Start WORKING DATA
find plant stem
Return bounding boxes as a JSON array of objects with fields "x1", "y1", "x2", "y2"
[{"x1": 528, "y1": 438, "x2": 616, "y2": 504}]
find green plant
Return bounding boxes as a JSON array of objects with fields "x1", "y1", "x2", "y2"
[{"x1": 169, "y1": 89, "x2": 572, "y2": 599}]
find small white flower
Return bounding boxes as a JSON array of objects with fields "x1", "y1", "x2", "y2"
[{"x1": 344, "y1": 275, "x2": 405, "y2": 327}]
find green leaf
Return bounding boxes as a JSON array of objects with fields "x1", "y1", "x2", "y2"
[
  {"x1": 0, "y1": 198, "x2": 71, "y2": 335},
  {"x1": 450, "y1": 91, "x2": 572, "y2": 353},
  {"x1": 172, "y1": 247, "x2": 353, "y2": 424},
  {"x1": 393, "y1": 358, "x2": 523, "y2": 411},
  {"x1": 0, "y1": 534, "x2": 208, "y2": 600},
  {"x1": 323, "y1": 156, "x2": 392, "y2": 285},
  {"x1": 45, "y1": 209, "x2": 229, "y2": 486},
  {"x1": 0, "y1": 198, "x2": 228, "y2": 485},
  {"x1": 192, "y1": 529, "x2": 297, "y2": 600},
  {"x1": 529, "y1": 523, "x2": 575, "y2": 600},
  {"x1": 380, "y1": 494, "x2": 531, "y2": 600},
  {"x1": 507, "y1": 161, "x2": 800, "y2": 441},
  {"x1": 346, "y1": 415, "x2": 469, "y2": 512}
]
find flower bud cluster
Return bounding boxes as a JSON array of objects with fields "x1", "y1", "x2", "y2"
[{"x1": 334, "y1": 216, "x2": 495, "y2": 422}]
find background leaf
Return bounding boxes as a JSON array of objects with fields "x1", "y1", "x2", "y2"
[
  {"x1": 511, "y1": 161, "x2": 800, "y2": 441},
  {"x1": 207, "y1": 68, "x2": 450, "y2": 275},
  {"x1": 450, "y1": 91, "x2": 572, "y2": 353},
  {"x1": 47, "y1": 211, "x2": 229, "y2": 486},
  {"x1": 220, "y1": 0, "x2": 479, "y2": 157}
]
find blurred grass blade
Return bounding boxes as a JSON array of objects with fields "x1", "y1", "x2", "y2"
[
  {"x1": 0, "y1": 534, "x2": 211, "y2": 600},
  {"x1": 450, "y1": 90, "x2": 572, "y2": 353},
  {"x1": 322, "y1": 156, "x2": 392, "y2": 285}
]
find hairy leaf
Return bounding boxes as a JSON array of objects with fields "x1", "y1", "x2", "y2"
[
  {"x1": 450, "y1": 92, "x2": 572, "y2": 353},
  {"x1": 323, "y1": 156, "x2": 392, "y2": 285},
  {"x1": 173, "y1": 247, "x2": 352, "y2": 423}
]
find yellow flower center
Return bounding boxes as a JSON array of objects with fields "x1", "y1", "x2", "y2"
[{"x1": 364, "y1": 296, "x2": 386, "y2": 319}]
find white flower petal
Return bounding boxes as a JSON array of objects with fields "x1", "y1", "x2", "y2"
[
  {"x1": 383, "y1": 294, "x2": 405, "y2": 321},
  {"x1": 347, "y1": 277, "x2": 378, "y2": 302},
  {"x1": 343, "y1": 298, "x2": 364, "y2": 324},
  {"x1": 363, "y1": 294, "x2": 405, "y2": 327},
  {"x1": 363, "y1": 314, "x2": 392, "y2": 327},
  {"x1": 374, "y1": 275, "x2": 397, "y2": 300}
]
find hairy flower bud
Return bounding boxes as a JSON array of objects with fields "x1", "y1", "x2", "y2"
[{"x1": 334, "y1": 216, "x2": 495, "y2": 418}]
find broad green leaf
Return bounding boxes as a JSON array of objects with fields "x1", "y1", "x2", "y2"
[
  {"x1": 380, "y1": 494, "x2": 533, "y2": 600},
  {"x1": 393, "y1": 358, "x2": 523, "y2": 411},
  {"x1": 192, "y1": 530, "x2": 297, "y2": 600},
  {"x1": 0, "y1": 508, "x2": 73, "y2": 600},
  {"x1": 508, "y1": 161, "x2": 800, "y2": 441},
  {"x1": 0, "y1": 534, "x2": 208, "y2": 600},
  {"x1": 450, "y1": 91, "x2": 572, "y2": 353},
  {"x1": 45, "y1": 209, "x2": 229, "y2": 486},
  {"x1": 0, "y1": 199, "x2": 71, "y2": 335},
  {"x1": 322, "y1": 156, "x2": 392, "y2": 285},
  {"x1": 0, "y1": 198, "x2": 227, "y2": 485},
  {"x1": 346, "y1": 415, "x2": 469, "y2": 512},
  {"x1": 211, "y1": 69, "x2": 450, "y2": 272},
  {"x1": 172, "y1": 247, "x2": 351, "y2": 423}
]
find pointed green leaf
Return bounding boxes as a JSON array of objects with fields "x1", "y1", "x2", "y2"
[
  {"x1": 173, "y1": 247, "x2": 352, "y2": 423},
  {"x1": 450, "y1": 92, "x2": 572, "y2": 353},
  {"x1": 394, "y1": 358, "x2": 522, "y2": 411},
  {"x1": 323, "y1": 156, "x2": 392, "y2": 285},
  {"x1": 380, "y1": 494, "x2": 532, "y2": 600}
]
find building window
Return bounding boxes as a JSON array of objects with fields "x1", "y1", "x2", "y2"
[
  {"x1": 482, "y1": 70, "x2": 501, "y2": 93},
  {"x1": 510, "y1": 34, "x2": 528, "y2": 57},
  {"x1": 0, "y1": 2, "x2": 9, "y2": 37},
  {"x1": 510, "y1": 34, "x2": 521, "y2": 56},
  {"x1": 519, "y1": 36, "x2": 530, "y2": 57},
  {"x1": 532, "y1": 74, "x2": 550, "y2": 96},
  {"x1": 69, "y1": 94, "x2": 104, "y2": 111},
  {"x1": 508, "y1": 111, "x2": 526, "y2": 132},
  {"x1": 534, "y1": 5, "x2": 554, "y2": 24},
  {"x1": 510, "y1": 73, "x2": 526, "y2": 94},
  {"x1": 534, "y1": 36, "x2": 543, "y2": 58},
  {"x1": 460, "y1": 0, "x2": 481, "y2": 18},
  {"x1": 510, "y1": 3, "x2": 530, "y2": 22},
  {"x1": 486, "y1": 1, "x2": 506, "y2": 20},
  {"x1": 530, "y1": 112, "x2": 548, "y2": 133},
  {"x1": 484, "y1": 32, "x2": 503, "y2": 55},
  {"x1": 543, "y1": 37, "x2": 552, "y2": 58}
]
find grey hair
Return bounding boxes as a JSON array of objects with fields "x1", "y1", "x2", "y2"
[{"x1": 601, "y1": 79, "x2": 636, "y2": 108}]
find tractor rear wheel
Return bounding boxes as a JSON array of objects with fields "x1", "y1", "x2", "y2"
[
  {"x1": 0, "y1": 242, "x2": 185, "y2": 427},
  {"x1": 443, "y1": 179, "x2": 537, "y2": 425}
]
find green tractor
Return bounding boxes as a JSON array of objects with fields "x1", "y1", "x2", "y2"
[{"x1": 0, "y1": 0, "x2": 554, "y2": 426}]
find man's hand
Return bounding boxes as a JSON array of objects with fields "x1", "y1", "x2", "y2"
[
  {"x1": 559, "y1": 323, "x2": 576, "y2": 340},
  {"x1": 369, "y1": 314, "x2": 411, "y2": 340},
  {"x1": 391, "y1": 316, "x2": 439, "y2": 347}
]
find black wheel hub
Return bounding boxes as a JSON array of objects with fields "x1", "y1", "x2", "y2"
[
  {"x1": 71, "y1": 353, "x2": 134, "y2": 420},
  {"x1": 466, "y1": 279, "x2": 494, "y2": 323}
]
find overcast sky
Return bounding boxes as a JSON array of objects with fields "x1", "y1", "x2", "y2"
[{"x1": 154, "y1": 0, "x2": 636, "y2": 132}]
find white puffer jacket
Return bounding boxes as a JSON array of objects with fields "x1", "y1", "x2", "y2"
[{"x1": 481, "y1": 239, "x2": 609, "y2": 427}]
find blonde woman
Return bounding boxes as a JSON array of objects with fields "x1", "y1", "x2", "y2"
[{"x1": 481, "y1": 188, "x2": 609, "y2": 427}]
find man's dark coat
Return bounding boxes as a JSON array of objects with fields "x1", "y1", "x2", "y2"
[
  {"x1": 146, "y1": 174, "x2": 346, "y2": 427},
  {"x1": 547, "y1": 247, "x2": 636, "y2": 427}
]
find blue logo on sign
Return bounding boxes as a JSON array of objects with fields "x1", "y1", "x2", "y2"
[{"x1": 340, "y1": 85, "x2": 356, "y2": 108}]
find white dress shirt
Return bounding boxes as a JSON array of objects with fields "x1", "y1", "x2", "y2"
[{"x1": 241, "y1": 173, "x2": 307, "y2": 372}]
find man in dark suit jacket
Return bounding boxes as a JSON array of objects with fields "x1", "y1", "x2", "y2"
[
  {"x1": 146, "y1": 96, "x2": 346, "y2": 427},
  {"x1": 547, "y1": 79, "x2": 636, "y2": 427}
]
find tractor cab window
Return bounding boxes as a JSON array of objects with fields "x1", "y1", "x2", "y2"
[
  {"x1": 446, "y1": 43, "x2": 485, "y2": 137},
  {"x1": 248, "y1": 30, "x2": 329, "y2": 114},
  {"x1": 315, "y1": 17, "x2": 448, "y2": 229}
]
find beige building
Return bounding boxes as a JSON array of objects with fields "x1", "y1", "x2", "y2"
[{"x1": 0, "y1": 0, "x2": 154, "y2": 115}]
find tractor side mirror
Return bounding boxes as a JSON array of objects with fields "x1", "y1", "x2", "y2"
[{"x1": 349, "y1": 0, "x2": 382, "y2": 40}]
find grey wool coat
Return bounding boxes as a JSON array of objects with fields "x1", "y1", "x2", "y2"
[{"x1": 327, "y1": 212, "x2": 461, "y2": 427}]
End WORKING DATA
→ PROBLEM TO SOLVE
Report how many lines of the listing above contain the string "leaf", treating uppercase and lowercase as different. Give only the number.

→ WRITTEN ANSWER
5